- Opening Delimiter -

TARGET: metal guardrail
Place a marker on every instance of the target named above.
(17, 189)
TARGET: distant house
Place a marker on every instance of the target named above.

- Closing Delimiter -

◆ **EXERCISE INSTRUCTIONS**: Transcribe all records exactly as written.

◆ **WRITTEN REPLY**:
TARGET: metal guardrail
Place a marker on every instance of the target named above.
(17, 189)
TARGET: distant house
Place a marker on every instance of the target named above.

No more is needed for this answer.